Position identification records
▽
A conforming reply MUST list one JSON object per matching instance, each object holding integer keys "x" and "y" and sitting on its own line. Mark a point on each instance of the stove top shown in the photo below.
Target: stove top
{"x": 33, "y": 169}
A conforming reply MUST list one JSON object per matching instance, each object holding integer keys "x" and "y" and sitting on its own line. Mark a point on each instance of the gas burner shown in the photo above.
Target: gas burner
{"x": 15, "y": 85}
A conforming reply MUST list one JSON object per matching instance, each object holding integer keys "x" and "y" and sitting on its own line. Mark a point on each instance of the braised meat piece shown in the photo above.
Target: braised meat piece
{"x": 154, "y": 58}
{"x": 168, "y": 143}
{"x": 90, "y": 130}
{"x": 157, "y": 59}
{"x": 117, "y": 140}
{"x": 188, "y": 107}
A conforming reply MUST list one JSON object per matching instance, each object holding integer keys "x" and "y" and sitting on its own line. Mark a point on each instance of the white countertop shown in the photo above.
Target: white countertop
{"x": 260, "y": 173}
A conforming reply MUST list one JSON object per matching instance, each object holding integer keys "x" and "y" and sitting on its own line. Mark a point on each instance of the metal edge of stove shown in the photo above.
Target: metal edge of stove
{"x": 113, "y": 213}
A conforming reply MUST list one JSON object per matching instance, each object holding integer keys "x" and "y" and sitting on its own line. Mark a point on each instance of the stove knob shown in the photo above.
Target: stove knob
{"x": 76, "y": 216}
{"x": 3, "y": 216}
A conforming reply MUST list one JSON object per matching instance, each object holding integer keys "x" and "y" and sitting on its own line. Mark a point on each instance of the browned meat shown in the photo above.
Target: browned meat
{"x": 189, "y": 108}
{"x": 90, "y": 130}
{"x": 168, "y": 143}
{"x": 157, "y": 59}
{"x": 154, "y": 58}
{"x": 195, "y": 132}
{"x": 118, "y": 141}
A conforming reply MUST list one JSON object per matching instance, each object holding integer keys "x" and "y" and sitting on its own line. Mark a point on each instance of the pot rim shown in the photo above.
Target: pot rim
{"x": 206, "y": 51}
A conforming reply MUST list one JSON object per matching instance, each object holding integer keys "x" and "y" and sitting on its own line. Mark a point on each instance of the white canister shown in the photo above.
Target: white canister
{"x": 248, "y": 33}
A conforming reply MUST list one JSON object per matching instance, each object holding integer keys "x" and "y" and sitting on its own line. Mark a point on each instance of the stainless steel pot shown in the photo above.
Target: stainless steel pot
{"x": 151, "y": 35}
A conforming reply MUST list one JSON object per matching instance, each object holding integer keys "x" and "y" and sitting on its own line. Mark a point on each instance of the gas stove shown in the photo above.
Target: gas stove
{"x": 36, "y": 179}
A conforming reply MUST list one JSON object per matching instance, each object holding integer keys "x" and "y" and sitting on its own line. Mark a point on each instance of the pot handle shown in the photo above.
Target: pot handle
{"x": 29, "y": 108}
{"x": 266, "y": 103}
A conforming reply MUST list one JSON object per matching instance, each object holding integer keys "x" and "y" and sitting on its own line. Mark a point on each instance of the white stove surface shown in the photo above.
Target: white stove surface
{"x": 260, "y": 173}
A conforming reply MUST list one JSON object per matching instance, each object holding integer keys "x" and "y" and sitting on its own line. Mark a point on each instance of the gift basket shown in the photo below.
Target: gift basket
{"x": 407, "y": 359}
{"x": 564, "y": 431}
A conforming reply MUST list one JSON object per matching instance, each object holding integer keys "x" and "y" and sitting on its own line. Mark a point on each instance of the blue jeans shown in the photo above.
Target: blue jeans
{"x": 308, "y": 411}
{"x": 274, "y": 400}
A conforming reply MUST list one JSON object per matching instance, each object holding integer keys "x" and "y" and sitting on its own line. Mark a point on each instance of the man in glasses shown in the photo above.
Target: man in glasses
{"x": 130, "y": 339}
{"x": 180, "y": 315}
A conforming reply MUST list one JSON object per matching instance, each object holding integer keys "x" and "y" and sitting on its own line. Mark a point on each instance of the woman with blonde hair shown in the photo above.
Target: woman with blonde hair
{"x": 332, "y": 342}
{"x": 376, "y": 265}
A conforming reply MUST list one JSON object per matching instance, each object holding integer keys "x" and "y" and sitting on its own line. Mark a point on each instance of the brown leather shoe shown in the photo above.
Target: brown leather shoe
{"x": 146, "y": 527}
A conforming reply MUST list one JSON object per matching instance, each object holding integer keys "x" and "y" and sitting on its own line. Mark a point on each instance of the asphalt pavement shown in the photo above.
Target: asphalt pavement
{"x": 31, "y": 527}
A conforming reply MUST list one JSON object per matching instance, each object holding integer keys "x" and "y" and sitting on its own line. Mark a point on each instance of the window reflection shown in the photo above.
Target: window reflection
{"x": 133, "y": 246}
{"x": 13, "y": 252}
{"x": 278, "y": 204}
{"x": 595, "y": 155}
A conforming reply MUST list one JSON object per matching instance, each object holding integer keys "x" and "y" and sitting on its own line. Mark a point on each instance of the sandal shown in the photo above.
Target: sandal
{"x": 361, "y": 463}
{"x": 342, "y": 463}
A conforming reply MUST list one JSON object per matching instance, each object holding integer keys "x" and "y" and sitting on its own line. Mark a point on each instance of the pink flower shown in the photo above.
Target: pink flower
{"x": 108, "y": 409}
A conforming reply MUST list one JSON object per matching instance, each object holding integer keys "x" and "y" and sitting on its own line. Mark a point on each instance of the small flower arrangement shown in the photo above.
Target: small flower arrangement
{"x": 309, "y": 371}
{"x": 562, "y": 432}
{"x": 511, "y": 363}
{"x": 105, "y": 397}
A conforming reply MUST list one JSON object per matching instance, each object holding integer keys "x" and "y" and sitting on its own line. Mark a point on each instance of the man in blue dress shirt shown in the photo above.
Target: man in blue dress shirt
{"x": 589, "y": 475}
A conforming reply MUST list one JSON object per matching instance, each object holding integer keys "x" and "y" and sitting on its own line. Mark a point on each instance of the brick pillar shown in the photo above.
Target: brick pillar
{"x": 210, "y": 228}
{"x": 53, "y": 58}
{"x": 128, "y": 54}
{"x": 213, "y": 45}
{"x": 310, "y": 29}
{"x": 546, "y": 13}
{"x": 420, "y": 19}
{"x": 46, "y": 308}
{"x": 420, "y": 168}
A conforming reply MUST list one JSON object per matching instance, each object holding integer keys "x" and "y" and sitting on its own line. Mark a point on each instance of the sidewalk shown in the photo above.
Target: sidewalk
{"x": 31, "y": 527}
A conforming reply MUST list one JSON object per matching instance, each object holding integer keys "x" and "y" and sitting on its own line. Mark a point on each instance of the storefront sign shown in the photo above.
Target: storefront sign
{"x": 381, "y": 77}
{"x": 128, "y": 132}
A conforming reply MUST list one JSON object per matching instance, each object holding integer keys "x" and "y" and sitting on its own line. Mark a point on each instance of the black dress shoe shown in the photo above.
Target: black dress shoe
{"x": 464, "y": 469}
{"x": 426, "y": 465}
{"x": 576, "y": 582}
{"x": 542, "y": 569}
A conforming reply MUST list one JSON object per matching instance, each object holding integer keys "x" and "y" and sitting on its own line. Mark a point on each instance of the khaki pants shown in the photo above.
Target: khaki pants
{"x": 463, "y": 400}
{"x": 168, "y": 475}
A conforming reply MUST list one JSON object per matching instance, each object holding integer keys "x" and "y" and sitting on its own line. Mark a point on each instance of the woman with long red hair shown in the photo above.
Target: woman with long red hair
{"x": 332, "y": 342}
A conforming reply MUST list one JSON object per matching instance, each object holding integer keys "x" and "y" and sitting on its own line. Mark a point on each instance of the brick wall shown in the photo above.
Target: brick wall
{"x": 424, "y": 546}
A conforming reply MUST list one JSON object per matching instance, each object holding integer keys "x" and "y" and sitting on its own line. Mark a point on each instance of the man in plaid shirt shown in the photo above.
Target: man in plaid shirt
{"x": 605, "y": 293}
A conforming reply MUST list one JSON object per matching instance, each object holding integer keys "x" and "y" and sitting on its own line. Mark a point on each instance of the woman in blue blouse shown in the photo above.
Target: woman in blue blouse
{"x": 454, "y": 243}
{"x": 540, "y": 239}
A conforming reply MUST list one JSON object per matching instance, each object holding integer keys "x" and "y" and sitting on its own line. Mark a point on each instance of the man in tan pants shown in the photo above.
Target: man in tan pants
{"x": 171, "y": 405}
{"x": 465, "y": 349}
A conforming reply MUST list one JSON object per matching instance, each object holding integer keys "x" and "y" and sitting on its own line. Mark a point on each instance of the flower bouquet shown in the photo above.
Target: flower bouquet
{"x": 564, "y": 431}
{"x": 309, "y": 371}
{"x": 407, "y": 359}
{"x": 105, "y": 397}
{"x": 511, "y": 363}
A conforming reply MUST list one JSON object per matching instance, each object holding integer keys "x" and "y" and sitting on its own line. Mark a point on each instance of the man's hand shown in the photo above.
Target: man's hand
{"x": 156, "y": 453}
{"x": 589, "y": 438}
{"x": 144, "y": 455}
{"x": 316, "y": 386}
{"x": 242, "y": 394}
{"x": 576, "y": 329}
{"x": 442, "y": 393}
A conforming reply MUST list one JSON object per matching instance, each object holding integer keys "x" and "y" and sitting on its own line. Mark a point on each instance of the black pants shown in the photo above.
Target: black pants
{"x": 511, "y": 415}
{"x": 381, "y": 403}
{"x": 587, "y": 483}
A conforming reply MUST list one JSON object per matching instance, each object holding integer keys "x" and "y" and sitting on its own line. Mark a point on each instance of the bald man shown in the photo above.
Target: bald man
△
Task goal: Put the lines of the entries above into a JSON list of strings, one string per line with blank lines left out, beginning at the line that contains "leather shoe shown in the photo above." and stopping after the line that contains "Target: brown leather shoe". Include both of those lines and no others.

Result:
[
  "A conforming reply MUST list one JSON object per matching instance, each object holding integer keys \"x\" and \"y\" and sitting on its own line. Mark a point on each instance of the brown leather shoe shown in the photo above.",
  "Target: brown leather shoe"
]